### EXERCISE DIRECTIONS
Count the lines below that contain the word "truck", treating case as significant, and give only that number.

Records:

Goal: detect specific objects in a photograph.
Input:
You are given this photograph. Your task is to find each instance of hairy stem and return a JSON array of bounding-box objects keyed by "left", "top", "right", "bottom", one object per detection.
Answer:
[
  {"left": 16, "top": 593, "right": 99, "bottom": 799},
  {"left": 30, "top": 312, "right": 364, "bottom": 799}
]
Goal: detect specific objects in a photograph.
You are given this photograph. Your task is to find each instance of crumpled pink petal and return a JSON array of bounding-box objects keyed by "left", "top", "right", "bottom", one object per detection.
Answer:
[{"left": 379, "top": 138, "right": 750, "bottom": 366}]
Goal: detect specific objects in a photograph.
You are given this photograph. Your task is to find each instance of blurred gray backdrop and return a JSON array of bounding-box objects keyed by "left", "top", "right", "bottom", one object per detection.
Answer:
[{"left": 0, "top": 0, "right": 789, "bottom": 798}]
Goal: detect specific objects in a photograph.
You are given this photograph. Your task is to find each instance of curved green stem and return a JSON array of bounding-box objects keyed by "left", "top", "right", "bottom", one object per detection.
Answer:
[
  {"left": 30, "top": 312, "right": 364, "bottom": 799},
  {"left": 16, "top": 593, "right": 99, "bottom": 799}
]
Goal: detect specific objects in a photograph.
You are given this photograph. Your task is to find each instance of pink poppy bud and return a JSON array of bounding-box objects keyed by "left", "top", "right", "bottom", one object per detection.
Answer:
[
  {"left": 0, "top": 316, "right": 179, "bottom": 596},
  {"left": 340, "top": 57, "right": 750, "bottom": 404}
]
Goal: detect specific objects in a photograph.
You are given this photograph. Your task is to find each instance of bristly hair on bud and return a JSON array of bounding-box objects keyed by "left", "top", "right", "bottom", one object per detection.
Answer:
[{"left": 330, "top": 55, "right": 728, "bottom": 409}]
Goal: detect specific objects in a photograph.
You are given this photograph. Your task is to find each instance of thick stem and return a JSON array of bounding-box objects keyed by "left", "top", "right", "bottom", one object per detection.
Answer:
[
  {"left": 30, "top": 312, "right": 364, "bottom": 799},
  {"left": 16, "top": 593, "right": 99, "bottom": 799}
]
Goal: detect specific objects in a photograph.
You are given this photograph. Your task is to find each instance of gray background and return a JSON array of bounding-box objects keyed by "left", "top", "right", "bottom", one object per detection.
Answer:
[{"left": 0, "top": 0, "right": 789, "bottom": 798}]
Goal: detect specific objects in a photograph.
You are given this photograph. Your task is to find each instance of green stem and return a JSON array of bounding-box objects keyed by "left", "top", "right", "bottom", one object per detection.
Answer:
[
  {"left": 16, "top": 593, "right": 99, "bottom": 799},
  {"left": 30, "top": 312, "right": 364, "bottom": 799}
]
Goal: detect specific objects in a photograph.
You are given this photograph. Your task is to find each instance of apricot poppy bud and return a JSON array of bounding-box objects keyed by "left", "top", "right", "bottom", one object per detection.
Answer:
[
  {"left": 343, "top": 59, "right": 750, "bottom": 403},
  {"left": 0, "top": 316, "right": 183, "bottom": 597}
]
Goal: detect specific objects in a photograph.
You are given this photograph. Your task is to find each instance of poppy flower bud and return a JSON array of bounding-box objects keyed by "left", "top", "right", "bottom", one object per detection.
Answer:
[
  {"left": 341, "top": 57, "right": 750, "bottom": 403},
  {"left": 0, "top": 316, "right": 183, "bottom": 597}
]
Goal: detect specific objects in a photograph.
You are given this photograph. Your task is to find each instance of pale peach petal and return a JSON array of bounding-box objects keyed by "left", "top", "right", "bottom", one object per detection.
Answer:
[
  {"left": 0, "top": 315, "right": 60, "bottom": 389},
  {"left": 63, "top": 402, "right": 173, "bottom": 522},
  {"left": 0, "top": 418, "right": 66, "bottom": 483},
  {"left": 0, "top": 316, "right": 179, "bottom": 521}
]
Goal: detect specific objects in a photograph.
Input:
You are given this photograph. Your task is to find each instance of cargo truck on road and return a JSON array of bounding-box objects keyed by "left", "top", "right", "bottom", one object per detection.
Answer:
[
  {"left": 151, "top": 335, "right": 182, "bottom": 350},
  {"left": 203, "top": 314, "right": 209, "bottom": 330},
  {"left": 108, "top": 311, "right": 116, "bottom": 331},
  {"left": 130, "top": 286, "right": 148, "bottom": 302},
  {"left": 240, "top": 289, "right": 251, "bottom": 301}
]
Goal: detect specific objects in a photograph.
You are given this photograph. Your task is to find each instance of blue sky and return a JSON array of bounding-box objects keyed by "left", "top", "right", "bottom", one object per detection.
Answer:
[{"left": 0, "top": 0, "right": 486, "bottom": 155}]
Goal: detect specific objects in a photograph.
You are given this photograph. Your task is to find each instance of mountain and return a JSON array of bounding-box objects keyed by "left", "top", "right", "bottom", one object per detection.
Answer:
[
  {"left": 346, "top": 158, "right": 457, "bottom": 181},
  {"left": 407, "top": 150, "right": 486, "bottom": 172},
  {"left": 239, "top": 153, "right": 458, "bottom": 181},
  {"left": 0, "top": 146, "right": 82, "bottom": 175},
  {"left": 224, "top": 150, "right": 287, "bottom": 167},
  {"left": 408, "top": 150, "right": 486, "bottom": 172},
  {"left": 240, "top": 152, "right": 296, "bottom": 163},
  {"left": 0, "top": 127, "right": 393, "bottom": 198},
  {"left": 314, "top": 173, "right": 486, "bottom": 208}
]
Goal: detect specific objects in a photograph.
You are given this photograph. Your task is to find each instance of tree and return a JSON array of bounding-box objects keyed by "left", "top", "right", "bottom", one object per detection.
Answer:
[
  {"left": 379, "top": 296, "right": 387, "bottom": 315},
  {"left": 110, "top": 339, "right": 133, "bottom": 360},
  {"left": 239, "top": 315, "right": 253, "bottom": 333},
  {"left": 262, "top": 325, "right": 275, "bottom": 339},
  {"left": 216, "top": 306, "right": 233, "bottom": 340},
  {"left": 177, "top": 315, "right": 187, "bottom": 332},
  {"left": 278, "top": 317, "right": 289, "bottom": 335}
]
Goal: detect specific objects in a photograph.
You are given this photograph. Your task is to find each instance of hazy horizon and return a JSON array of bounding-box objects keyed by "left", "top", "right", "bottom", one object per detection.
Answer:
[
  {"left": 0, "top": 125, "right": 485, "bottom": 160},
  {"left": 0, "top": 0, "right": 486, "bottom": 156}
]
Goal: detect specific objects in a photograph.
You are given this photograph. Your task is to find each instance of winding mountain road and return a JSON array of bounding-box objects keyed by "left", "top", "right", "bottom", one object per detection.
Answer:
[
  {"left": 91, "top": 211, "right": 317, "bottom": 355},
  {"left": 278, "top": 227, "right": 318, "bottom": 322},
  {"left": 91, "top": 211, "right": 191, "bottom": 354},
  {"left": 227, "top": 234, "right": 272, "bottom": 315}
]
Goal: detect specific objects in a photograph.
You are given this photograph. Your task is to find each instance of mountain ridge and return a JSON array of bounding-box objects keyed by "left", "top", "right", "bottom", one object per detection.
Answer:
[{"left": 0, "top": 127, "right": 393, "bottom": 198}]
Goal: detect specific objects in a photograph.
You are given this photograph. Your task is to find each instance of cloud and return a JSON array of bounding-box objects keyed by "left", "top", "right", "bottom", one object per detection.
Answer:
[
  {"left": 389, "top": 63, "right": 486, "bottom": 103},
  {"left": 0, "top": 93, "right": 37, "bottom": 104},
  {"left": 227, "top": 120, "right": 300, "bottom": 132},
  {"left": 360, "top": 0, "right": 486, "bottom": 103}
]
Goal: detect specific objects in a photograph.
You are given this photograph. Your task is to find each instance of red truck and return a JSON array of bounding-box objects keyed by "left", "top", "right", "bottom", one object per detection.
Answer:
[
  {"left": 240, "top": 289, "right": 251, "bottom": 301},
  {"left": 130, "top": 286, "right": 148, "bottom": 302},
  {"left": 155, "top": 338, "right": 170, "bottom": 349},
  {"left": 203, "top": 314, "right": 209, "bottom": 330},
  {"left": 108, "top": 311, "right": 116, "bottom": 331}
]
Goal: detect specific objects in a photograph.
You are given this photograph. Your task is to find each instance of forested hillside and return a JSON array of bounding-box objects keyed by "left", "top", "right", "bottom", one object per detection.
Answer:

### EXERCISE SOLUTION
2